• Exercise directions
The whole listing below should be retyped exactly, without any images.

• Provided data

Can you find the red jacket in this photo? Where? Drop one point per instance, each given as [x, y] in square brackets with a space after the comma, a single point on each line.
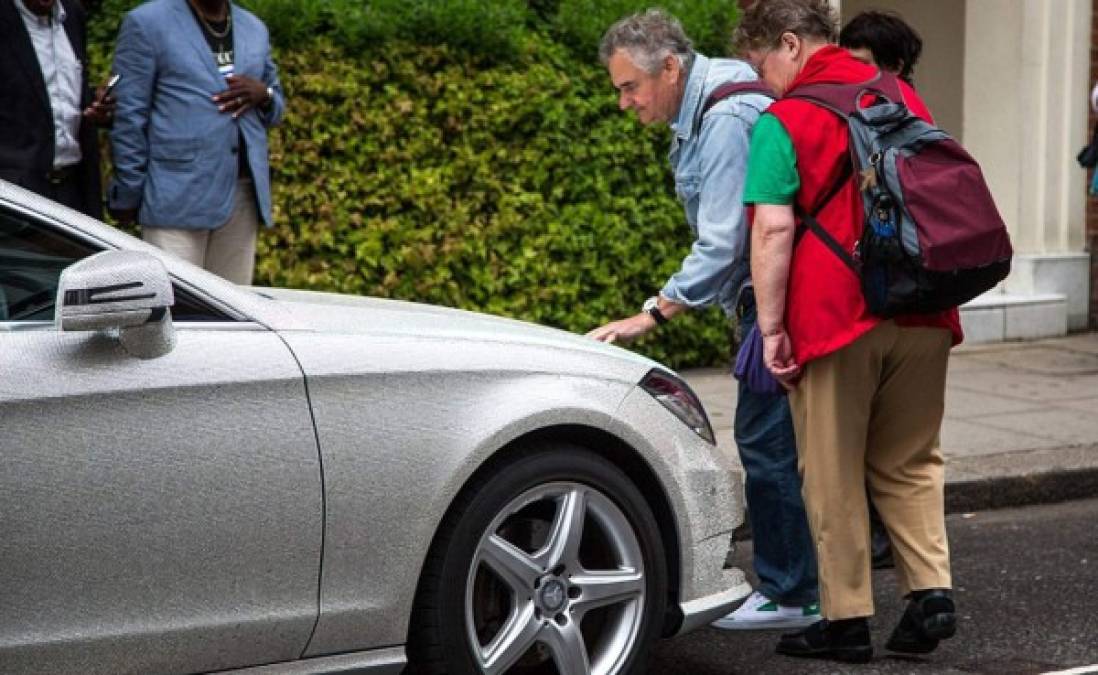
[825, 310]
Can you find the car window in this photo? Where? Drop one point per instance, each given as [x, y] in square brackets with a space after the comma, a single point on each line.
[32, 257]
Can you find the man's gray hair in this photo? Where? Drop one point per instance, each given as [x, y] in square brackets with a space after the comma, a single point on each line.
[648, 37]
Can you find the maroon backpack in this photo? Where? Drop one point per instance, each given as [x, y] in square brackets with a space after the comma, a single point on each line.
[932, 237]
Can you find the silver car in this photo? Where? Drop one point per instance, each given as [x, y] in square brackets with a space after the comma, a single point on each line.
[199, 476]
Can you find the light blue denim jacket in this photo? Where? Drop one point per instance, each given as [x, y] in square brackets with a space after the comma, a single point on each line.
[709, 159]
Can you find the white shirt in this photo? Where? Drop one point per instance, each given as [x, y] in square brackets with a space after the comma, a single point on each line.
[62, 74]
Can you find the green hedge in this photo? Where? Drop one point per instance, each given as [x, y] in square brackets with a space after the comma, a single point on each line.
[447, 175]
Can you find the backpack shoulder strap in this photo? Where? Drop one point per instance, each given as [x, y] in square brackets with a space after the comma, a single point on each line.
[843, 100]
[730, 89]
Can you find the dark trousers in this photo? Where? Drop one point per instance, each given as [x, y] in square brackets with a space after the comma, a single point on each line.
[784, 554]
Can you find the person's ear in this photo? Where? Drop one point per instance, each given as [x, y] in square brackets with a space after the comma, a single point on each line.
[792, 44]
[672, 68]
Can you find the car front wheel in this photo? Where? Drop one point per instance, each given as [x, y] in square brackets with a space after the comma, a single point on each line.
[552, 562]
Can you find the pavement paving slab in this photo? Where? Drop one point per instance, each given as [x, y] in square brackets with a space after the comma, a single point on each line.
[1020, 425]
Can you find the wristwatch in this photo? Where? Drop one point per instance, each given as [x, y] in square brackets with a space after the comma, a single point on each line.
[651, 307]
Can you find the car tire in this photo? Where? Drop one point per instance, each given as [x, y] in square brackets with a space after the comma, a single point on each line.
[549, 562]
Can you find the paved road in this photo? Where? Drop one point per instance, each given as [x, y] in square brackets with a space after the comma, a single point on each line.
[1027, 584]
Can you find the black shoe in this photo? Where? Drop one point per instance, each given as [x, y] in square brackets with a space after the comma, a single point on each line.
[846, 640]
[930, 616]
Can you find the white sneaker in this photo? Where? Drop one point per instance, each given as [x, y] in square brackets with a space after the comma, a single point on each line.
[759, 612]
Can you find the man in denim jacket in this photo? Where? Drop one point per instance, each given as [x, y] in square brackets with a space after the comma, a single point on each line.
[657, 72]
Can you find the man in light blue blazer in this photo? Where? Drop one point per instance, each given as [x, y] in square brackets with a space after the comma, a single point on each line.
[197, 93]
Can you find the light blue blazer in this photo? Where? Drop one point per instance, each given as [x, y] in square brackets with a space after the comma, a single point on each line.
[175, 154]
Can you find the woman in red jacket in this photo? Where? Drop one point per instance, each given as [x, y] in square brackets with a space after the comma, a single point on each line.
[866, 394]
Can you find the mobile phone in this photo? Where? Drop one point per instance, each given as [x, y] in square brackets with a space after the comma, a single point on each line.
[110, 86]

• The answer
Can you find the red jacket in this photo? Where? Drop one point per instance, each given as [x, y] in square brackets with a space after the comma, a single point on each line.
[825, 310]
Can you find the car window in this photo? Where? Drop one point per instance, each given as [x, y] in square brackets with a space after the comma, a single point on each line.
[32, 257]
Can you find the man's gray hair in this photo? Where? Drop one point per instance, each given as [x, y] in square brackets with a space after the comma, a single point on each line.
[648, 37]
Can you find the maroon backpack in this photo? Where? Drop one point per instance, each given as [x, y] in square brackets with a space after the comma, a single point on each line.
[932, 237]
Can you find the silver car in this photo? Where? Drop one point per instance, each given as [x, y] in square brackets with a space after the comma, a single point on each line.
[199, 476]
Can you find the light blue denim jacket in this photo? Where? Drop one point per instance, each given as [x, y] in square brackets with a space after the comma, a single point on each line.
[709, 159]
Can you find the white shirt in this photo? Where? Drop one point per instance, each given as [x, y] in square brackets with a space after the comma, a single point on each line.
[62, 74]
Can you find the green hedge in this photo? Where? Drop one point per instance, each given as [x, y] in square brackets with a space after the comma, a single point on each line.
[447, 175]
Can you find the backpack shoulder strap in this photo? Where? Drop one point per instance, each given as [x, y] in square brackets with a space after the comma, a single point on each line.
[843, 100]
[730, 89]
Can you find the dark trousers in this photo? Where? Drop one point per instance, each given as [x, y] in square brackets with a space after the comma, a single point on each line.
[784, 554]
Can you find the person's ear in this photo? Where? Drop one point per instance, each given as [x, y] in square brackets with a space after the comma, a single point on each line.
[792, 44]
[672, 68]
Can you find the car front wheel in this photo? Where? Drop one point per instance, each given as [x, y] in square brackets with a space after the comma, a single point on each line.
[552, 562]
Can you find the pavement paving slab in this photo? Where? Drop one point per instance, each given as [x, y] in square brackets with a space after the comma, a single point on each line.
[1020, 425]
Can you find the wristwatch in this photo? Where? Drop one point per instance, each given as [x, y] in square brackets with a space after the comma, a single point on each line.
[651, 307]
Can you find the car tire in this photo? Where? Drop one point per instance, each given as [x, y] in square brackets with a space after the comma, a single point on each line.
[549, 562]
Can you find the paved road in this photo? Where? Drop one point per instance, each given as [x, y] in square brackets with a space after the comma, a single point on each line.
[1027, 584]
Can you find the black shoe in this photo? Where? Drop one point per instance, each given as [x, y] in square brackets with a space after the comma, a single point on each line.
[846, 640]
[930, 616]
Can you find the white sneaker in this photo? Where? Drop one point per instance, each given as [x, y] in square brackets with a space after the comma, a single point on each line.
[759, 612]
Can you find the man in denim jacket in this photo? Where? Drop one point per instance, each given as [x, y] in square brackets with a space after the comma, a single point on each line.
[657, 72]
Can you find the man in light blue blazer in this photo? Where? Drop one point per instance, each given as [x, y] in square brackets with a space after the comma, a single point on each line.
[197, 93]
Can you find the light blue blazer in this photo? Where? Drop one point per instance, each given as [x, y] in square brackets with a space after the comma, a single point on each line.
[175, 154]
Can you find the woman in red jacket in this photo? Where? Drop one point per instance, each given as [x, y] in square brackets with a space after the comma, a single point on each line.
[866, 394]
Can you find the mobile phone in this photo? Where? Drop one point per instance, each given as [x, y] in square brackets with a space after the comma, a single point on each line.
[110, 86]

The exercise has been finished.